(Dataset rows showing where objects appear)
++++++++

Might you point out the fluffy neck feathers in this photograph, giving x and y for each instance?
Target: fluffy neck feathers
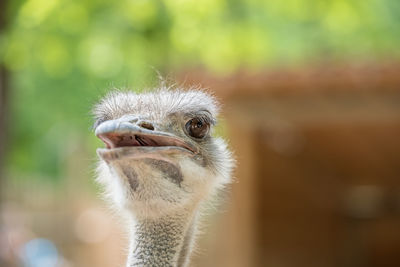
(165, 241)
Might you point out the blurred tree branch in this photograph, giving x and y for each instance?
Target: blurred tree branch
(4, 77)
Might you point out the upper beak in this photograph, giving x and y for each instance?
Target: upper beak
(122, 133)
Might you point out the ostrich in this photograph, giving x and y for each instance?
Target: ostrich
(159, 167)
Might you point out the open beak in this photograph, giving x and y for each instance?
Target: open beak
(117, 133)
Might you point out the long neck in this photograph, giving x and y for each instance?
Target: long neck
(165, 241)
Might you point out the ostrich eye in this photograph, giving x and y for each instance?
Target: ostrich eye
(197, 128)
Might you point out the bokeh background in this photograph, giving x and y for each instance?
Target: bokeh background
(311, 94)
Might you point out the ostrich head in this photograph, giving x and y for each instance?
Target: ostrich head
(161, 160)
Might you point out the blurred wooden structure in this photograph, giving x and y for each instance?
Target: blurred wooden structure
(318, 153)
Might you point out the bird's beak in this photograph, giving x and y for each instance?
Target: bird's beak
(123, 133)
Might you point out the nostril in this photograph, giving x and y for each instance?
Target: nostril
(146, 125)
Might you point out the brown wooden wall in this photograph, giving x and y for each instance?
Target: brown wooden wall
(318, 177)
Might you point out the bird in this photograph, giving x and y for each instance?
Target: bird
(160, 165)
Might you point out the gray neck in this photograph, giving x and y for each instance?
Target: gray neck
(165, 241)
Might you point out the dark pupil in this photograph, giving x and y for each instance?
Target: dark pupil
(197, 128)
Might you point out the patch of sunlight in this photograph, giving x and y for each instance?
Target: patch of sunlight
(253, 45)
(220, 54)
(16, 55)
(293, 9)
(74, 18)
(33, 12)
(101, 57)
(193, 9)
(54, 56)
(141, 13)
(342, 17)
(185, 36)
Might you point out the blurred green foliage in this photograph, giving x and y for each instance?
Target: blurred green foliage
(64, 54)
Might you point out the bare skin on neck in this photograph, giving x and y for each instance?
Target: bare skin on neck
(160, 164)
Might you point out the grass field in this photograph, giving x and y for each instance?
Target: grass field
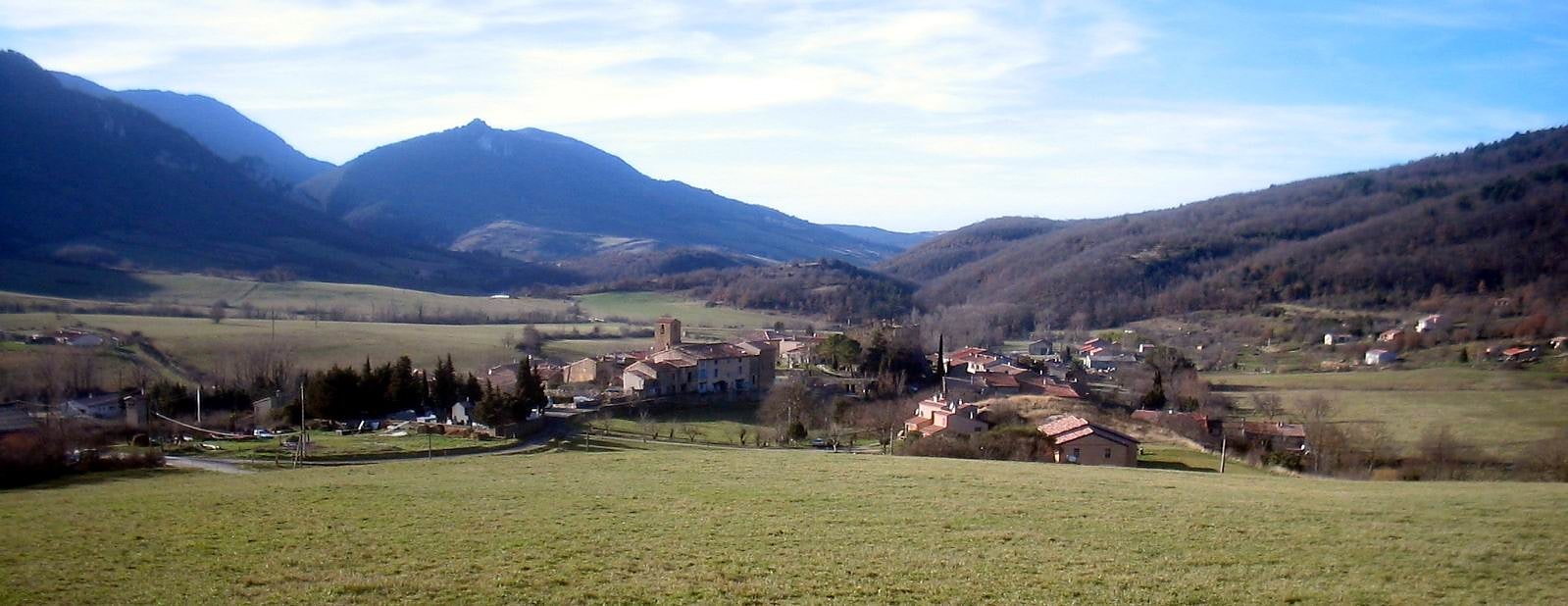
(646, 307)
(615, 523)
(85, 284)
(204, 344)
(329, 443)
(1499, 410)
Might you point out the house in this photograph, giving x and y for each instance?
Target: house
(1189, 425)
(999, 383)
(594, 371)
(715, 368)
(798, 352)
(1106, 360)
(105, 407)
(1432, 324)
(16, 420)
(461, 413)
(85, 339)
(1275, 435)
(1520, 354)
(939, 415)
(1076, 440)
(1379, 357)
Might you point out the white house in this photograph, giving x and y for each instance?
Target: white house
(1379, 357)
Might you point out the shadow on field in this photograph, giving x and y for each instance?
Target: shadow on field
(77, 480)
(599, 446)
(1175, 467)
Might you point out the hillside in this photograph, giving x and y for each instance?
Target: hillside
(96, 180)
(217, 126)
(654, 523)
(895, 239)
(497, 190)
(833, 289)
(947, 251)
(1487, 220)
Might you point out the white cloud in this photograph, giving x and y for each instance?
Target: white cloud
(894, 114)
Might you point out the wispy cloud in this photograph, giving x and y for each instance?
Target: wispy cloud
(897, 114)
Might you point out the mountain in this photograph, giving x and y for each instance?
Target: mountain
(895, 239)
(833, 289)
(94, 179)
(1489, 220)
(223, 129)
(944, 253)
(474, 185)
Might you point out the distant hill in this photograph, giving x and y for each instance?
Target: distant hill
(223, 129)
(895, 239)
(97, 180)
(833, 289)
(944, 253)
(477, 187)
(1490, 219)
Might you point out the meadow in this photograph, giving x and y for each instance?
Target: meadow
(625, 523)
(203, 344)
(1497, 410)
(648, 307)
(26, 281)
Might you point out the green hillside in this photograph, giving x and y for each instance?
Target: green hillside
(678, 525)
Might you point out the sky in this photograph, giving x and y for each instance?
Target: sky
(900, 115)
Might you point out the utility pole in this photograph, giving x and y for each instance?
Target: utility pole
(1222, 451)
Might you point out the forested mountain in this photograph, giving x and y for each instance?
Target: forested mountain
(476, 184)
(895, 239)
(835, 289)
(1487, 220)
(94, 179)
(944, 253)
(220, 127)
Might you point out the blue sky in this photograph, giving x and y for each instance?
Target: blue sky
(892, 114)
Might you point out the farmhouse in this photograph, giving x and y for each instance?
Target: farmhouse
(1275, 435)
(1076, 440)
(16, 420)
(680, 368)
(939, 415)
(598, 371)
(1379, 357)
(1431, 324)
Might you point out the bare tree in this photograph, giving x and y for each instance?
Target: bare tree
(1267, 405)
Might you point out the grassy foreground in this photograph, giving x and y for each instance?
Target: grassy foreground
(614, 525)
(1496, 410)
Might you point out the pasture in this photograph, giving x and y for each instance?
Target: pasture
(71, 284)
(648, 307)
(623, 523)
(1497, 410)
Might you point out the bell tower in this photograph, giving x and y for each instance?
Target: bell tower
(667, 333)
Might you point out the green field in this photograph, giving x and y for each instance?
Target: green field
(206, 346)
(646, 307)
(618, 523)
(85, 284)
(331, 444)
(1499, 410)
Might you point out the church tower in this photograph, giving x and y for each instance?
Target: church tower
(667, 333)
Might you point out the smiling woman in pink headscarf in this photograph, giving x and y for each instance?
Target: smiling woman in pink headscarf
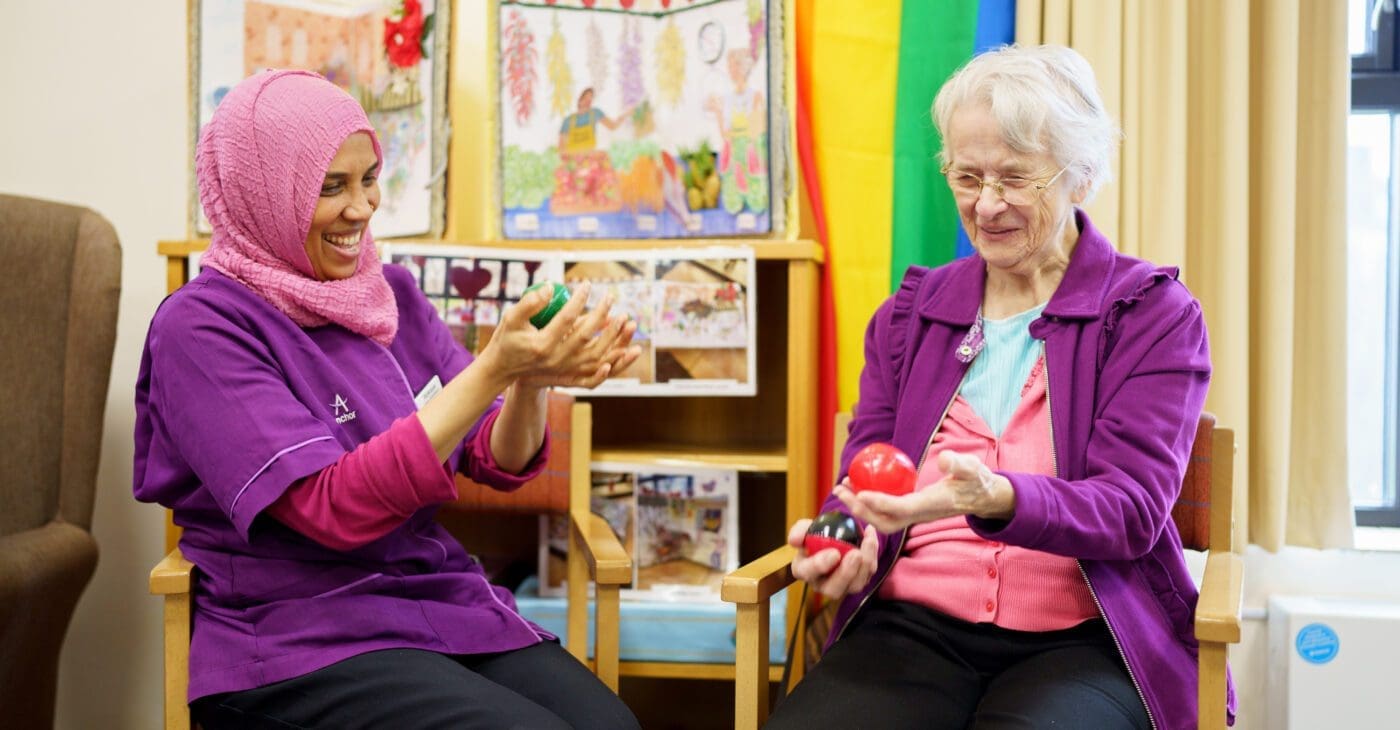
(303, 409)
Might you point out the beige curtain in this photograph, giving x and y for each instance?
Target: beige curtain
(1234, 167)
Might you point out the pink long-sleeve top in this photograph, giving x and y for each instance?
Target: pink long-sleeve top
(949, 568)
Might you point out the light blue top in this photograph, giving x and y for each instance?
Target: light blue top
(993, 384)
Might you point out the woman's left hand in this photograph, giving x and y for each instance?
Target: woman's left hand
(968, 488)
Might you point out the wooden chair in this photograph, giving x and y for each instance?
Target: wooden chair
(594, 556)
(1204, 516)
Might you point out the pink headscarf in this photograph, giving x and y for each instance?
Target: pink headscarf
(261, 163)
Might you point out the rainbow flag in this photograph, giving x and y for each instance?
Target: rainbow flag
(867, 77)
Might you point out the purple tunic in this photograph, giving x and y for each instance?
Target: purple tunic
(235, 402)
(1127, 365)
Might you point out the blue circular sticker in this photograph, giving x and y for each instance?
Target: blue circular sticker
(1318, 643)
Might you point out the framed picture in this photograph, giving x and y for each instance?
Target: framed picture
(640, 118)
(391, 55)
(695, 307)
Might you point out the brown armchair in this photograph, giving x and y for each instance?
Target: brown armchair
(58, 325)
(594, 556)
(1204, 514)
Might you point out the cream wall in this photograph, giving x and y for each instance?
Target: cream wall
(94, 112)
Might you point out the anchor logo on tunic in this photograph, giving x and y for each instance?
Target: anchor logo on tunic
(342, 409)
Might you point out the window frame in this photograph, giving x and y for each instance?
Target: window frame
(1375, 87)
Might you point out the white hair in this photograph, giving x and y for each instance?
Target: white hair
(1046, 100)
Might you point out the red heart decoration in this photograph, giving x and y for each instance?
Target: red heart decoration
(469, 282)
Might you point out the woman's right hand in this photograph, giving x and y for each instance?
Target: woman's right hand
(574, 349)
(829, 572)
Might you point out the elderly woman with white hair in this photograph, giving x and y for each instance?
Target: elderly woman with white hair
(1049, 388)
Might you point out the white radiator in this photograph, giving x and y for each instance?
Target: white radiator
(1332, 663)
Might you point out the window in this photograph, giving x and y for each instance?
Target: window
(1374, 261)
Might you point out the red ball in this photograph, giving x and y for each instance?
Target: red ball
(832, 530)
(882, 468)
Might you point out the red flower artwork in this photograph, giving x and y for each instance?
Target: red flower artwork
(403, 38)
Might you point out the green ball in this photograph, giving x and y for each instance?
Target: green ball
(556, 303)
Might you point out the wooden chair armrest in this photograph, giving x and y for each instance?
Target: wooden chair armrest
(608, 562)
(171, 575)
(759, 580)
(1222, 591)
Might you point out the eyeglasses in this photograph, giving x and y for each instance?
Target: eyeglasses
(1014, 191)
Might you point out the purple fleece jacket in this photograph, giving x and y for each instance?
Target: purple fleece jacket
(1129, 366)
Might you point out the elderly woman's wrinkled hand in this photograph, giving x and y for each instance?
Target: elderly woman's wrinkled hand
(968, 488)
(574, 349)
(835, 575)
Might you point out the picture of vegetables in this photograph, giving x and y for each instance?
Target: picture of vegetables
(700, 180)
(518, 65)
(527, 178)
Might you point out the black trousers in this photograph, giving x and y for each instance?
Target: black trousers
(900, 664)
(538, 687)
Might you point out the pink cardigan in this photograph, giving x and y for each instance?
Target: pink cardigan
(949, 568)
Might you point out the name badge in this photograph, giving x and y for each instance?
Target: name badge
(429, 391)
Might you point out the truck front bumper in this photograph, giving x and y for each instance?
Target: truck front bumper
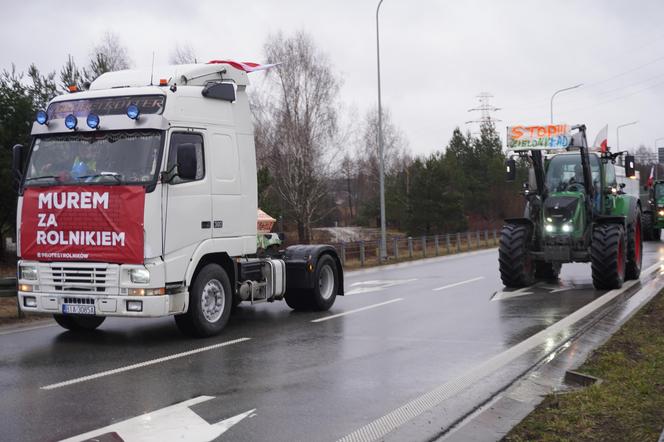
(150, 306)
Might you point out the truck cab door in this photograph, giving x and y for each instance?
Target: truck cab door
(187, 210)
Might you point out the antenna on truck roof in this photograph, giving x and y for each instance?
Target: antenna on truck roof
(152, 70)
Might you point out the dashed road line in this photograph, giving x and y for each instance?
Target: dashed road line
(449, 286)
(142, 364)
(361, 309)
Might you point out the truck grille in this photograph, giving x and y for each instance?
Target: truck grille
(79, 277)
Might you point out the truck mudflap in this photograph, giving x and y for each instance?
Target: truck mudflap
(301, 261)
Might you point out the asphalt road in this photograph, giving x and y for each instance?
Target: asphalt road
(404, 341)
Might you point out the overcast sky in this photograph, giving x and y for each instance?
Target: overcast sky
(436, 56)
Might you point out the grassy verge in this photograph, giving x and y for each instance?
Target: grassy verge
(627, 406)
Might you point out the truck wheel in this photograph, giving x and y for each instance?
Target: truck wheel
(647, 223)
(634, 248)
(607, 254)
(326, 283)
(516, 265)
(322, 295)
(210, 303)
(547, 270)
(79, 323)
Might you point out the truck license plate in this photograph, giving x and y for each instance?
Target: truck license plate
(74, 309)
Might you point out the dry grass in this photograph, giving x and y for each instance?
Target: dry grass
(627, 406)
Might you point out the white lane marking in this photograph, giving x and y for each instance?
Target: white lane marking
(376, 285)
(499, 296)
(176, 422)
(20, 329)
(380, 427)
(449, 286)
(142, 364)
(361, 309)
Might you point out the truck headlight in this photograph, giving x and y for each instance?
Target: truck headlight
(28, 273)
(139, 276)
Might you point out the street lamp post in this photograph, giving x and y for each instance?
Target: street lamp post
(381, 169)
(559, 91)
(657, 156)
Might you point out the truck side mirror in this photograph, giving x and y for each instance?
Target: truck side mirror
(510, 172)
(220, 91)
(630, 167)
(187, 162)
(17, 165)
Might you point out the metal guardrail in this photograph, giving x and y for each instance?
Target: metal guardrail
(399, 248)
(7, 287)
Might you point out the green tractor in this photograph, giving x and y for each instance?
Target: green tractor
(575, 211)
(653, 212)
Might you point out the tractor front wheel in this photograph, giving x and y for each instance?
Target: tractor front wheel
(515, 263)
(607, 253)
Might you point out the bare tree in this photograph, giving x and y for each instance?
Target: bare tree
(298, 125)
(70, 75)
(183, 54)
(109, 55)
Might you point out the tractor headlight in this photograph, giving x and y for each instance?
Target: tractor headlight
(28, 272)
(139, 276)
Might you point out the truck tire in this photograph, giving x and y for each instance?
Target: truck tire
(634, 248)
(647, 223)
(326, 283)
(516, 265)
(607, 254)
(79, 323)
(326, 287)
(547, 270)
(210, 303)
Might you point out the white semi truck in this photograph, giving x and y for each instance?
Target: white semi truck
(139, 200)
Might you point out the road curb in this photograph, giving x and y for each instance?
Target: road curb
(494, 419)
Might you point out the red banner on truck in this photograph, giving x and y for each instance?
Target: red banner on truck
(83, 223)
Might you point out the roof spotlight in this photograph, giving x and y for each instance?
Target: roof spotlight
(133, 111)
(93, 121)
(71, 121)
(42, 117)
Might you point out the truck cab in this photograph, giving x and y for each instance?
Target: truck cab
(138, 198)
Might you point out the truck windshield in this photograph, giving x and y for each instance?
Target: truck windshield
(129, 157)
(564, 172)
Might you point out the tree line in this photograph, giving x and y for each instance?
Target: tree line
(317, 160)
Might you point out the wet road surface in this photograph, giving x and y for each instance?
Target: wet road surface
(275, 374)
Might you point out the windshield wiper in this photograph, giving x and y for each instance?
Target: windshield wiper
(55, 177)
(117, 176)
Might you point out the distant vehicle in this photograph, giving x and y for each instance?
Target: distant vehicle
(579, 211)
(139, 200)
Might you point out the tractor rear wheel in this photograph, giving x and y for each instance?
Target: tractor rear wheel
(515, 263)
(607, 253)
(547, 270)
(634, 247)
(647, 222)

++++++++

Prompt -> Could you reproduce the material from the line with "Might you point out the tractor rear" through the end of the material, requests included, scaling every coordinate in the answers by 0.5 and rounding to whole numbers, with halves rounded up?

Output below ->
Might you point out the tractor rear wheel in this photograph, giving x and y for each instance?
Target: tractor rear wheel
(258, 132)
(304, 127)
(274, 135)
(317, 124)
(324, 111)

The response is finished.